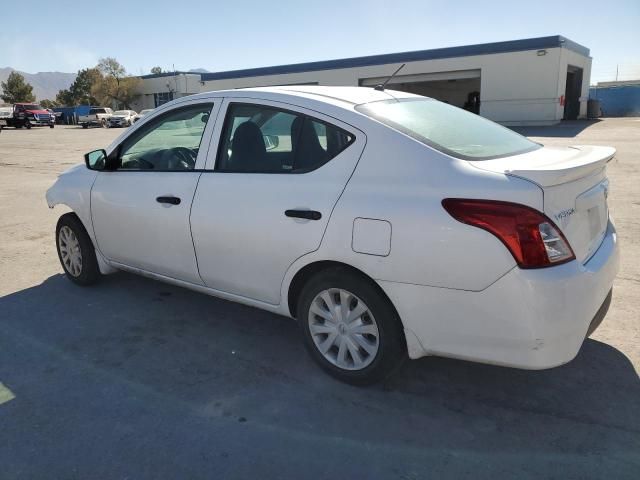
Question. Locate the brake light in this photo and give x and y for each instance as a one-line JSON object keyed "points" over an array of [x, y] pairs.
{"points": [[531, 237]]}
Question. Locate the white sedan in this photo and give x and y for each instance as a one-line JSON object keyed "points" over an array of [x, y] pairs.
{"points": [[386, 223]]}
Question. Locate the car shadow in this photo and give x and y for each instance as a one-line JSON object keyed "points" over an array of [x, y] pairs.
{"points": [[133, 343], [566, 128]]}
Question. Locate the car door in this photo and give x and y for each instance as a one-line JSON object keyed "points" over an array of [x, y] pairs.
{"points": [[140, 206], [279, 170]]}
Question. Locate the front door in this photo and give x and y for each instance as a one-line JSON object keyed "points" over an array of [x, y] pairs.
{"points": [[140, 207], [278, 174]]}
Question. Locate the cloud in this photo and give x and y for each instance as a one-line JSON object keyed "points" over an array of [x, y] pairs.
{"points": [[32, 56]]}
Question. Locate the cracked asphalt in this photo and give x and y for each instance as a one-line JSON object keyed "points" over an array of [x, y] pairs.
{"points": [[135, 379]]}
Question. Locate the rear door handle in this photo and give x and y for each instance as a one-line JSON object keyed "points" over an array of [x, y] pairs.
{"points": [[306, 214], [170, 200]]}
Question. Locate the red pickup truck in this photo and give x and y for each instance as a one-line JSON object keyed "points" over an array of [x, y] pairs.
{"points": [[28, 115]]}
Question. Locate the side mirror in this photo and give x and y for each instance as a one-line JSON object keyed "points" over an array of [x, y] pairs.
{"points": [[96, 160], [271, 142]]}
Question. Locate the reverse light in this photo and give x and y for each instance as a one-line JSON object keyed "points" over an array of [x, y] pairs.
{"points": [[531, 237]]}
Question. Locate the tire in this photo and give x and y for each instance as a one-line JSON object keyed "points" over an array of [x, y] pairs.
{"points": [[71, 234], [379, 328]]}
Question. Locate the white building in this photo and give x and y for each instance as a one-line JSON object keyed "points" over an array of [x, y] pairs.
{"points": [[535, 81]]}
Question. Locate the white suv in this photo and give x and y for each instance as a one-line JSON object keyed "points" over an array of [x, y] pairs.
{"points": [[386, 223]]}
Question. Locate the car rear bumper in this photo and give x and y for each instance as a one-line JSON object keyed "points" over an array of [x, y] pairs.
{"points": [[530, 319]]}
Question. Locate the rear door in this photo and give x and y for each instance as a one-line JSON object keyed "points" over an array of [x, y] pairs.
{"points": [[275, 176], [140, 209]]}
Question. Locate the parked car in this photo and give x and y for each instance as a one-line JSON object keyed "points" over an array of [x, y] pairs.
{"points": [[5, 114], [98, 116], [122, 118], [386, 223], [142, 113], [26, 115]]}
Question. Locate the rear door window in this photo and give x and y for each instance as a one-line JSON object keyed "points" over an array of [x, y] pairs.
{"points": [[264, 139]]}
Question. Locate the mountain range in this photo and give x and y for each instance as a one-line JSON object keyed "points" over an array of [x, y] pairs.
{"points": [[45, 84]]}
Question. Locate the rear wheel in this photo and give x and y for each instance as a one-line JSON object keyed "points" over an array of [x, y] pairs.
{"points": [[349, 327], [75, 251]]}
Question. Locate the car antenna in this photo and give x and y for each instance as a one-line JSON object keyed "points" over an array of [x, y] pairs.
{"points": [[382, 85]]}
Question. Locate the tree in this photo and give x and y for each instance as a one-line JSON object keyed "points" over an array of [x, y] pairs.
{"points": [[116, 86], [79, 93], [48, 103], [16, 89]]}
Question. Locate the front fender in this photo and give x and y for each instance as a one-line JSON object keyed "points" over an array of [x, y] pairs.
{"points": [[73, 189]]}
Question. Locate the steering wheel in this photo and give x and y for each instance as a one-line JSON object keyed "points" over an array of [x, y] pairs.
{"points": [[180, 158]]}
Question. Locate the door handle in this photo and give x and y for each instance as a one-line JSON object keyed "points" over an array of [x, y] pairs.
{"points": [[306, 214], [170, 200]]}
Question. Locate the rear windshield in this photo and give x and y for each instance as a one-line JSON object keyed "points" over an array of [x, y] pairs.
{"points": [[449, 129]]}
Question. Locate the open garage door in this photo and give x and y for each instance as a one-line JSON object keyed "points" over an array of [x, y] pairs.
{"points": [[460, 88]]}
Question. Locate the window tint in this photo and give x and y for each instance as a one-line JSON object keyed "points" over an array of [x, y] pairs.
{"points": [[170, 142], [451, 130], [262, 139]]}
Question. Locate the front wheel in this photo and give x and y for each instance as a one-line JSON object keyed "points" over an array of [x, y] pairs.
{"points": [[349, 327], [75, 251]]}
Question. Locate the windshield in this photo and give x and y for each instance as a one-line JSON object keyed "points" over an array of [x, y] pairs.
{"points": [[449, 129]]}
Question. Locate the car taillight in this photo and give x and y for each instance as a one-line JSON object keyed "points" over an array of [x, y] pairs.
{"points": [[533, 239]]}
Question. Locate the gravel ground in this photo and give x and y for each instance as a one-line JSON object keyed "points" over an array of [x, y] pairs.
{"points": [[135, 379]]}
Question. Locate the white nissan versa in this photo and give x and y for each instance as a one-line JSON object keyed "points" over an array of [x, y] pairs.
{"points": [[386, 223]]}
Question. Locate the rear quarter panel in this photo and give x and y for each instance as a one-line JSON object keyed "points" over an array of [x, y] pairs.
{"points": [[403, 182]]}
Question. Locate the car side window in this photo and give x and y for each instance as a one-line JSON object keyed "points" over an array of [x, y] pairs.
{"points": [[264, 139], [168, 143]]}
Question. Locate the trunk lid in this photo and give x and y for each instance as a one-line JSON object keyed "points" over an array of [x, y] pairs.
{"points": [[575, 188]]}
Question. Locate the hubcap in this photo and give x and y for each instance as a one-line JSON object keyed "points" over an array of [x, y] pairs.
{"points": [[343, 329], [70, 252]]}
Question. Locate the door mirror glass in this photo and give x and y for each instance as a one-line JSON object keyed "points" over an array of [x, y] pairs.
{"points": [[271, 142], [96, 160]]}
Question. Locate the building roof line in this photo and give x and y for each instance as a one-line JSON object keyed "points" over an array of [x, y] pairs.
{"points": [[539, 43]]}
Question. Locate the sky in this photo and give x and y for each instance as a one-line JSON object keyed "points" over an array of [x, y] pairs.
{"points": [[220, 36]]}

* [What this task involves]
Please write out all of the material above without changing a word, and omit any pictures.

* [Solution to the exercise]
Question. Locate the brake light in this photo and give x and y for each instance as a one-line JSON object keyed "points" over an array of [x, y] pairs.
{"points": [[531, 237]]}
Question. Locate the white sedan in this photo and give x and y for each instance as a one-line JSON object keyed "points" over an array of [x, y] pairs.
{"points": [[386, 223]]}
Question. Locate the car shadow in this photo and give x and y for each instance as a one-line JSON object keyed "points" over an array of [x, y] pairs.
{"points": [[133, 343], [566, 128]]}
Question. Locate the car door in this photo and give x and y for each instance as a one-line JSON object keyed "points" over an array of [x, y] pairs.
{"points": [[140, 206], [279, 170]]}
Question. Locate the front door in this photo and give x and y for each instance as a one-line JSON object keyed "points" over an array of [x, y] pairs.
{"points": [[140, 207], [278, 174]]}
Question. Locate the cloud in this photo and give x and y for each instance as a one-line JSON object keyed "points" over an array of [x, y] pairs.
{"points": [[32, 56]]}
Question. Locate the cracked asphalt in this photo and give x and y for each instance as a one-line JSON object keyed "points" over an array of [x, y] pairs.
{"points": [[135, 379]]}
Question. Locate the rear door handle in this photo and give x and y for each instance as a one-line JSON object keyed "points" over an array of [x, y] pairs.
{"points": [[306, 214], [170, 200]]}
Question. Locate the red pickup truck in this photo and give x and y for each instance as a one-line JSON object keyed "points" over an array of [x, y] pairs.
{"points": [[28, 115]]}
Question. Locate the side mirror in this photo and give x and y for each instance as a one-line JSON object keyed "points" over an array of [x, y] pairs.
{"points": [[96, 160], [271, 142]]}
Question. Locate the reverse light in this photo and give x and y for each instance as a one-line JSON object keyed "points" over an array of [x, y] pairs.
{"points": [[531, 237]]}
Question. Locate the tire in this photo and give x and y for each instance as a one-line JSON object keyed "points" over an array of [x, y] pairs.
{"points": [[71, 234], [379, 328]]}
Question. Locate the white building in this photo and give x and y for each instance as a one-line JSON object keyed "points" over an array of [x, y] pairs.
{"points": [[535, 81]]}
Question. Locate the white suv in this photo and give x and y for each instance as a one-line JSON object keyed "points" over an array of [x, y] pairs.
{"points": [[386, 223]]}
Question. Locate the car rear bumper in this photo and give x and y for each instance as a one-line JSON object keyed "points" over an array of [x, y] pairs.
{"points": [[530, 319]]}
Question. Locate the rear door in this photo and give x and y for each instance as a one-line JSON object keyed "points" over an array of [x, y] pairs.
{"points": [[275, 176], [140, 209]]}
Question. Locate the parked car in this photo and give x and y for each instance as a one-line JSON object keyed "points" over an array of [x, y] pairs.
{"points": [[5, 114], [98, 116], [122, 118], [386, 223], [142, 113], [26, 115]]}
Question. Locate the rear door window in this photo and give x and y for each instance as a one-line JSON object keyed "points" over an array of [x, y] pairs.
{"points": [[264, 139]]}
Question. Locate the mountain range in this photo and give x and y for each instance as a one-line JSON object keyed "points" over an array of [x, y] pairs.
{"points": [[45, 84]]}
Question. Locate the rear wheel in this photo and give x and y for each instance as a one-line JSON object keyed "points" over an array of [x, y] pairs.
{"points": [[349, 327], [75, 251]]}
Question. Locate the car antenna in this photo and give x and y for each instance as a one-line JSON object keyed "points" over an array of [x, y] pairs.
{"points": [[382, 85]]}
Question. Locate the tree in this photo and give x and y for each instance as a one-line JSON object keyed "points" over an array of [x, y] pairs.
{"points": [[116, 86], [79, 93], [48, 103], [16, 89]]}
Question. Locate the front fender in this photo and give x and y for each instance as a one-line JSON object keyed "points" over an array of [x, y] pairs.
{"points": [[73, 189]]}
Question. Locate the steering wheel in this photo and give x and y for each instance as a one-line JSON object keyed "points" over an array of [x, y] pairs.
{"points": [[180, 158]]}
Question. Locate the door handle in this photo and give x and y for each instance as a one-line JSON object keyed "points" over an array of [x, y] pairs.
{"points": [[306, 214], [170, 200]]}
Question. Locate the rear windshield in this photo and give x and y for each instance as a one-line JSON object keyed "points" over an array of [x, y] pairs.
{"points": [[449, 129]]}
Question. Locate the open garage door in this photo and give x and y for each instance as a one-line JSON object keyed "points" over an array of [x, y] pairs.
{"points": [[460, 88]]}
Question. Locate the window tint in this photo and give x and y for each instance as a one-line JSON object keyed "points" over an array of [x, y] pairs.
{"points": [[170, 142], [451, 130], [262, 139]]}
Question. Locate the front wheel in this photo and give x and y for each instance as a one-line JSON object keyed "points" over an array of [x, y] pairs.
{"points": [[349, 327], [75, 251]]}
Question. Locate the windshield in this photo and give x and y for each instance as a one-line JSON object keyed "points" over an array of [x, y] pairs.
{"points": [[449, 129]]}
Question. Locate the car taillight in this photo and give x and y for each instance as a one-line JSON object keyed "points" over an array of [x, y] pairs.
{"points": [[533, 239]]}
Question. Locate the gravel ground in this photo and give x and y for each instance as a one-line JSON object keyed "points" over an array of [x, y] pairs.
{"points": [[135, 379]]}
Question. Locate the white nissan versa in this photo and give x and y for each instance as a one-line JSON object keyed "points" over an array of [x, y] pairs.
{"points": [[386, 223]]}
Question. Locate the rear quarter panel in this photo and give x and y for each instance as a one-line JSON object keyed "points" over an array of [x, y] pairs.
{"points": [[403, 182]]}
Question. Locate the car side window in this photo and give x and y for each instance as a one-line JSON object keyed "points" over an array of [x, y] pairs.
{"points": [[264, 139], [168, 143]]}
Question. Locate the trunk lid in this photo and give x and y for each instance as a one-line JSON object keyed "points" over an array of [x, y] pairs.
{"points": [[575, 188]]}
Question. Locate the hubcap in this photo and give x and y for each instance as a one-line JSON object keyed "points" over an array of [x, y] pairs.
{"points": [[343, 329], [70, 252]]}
Question. Locate the door mirror glass in this photo and give x and y for each instance as a one-line JSON object keyed "points" over an array of [x, y] pairs.
{"points": [[271, 142], [96, 160]]}
Question. Locate the building roof line in this photo and give x and y for each instance as a one-line JSON object keyed "points" over an array of [x, y] pairs.
{"points": [[539, 43]]}
Question. Locate the sky in this photo and give x and y for each instance as a one-line JSON object keyed "points" over an array of [x, y] pairs.
{"points": [[220, 36]]}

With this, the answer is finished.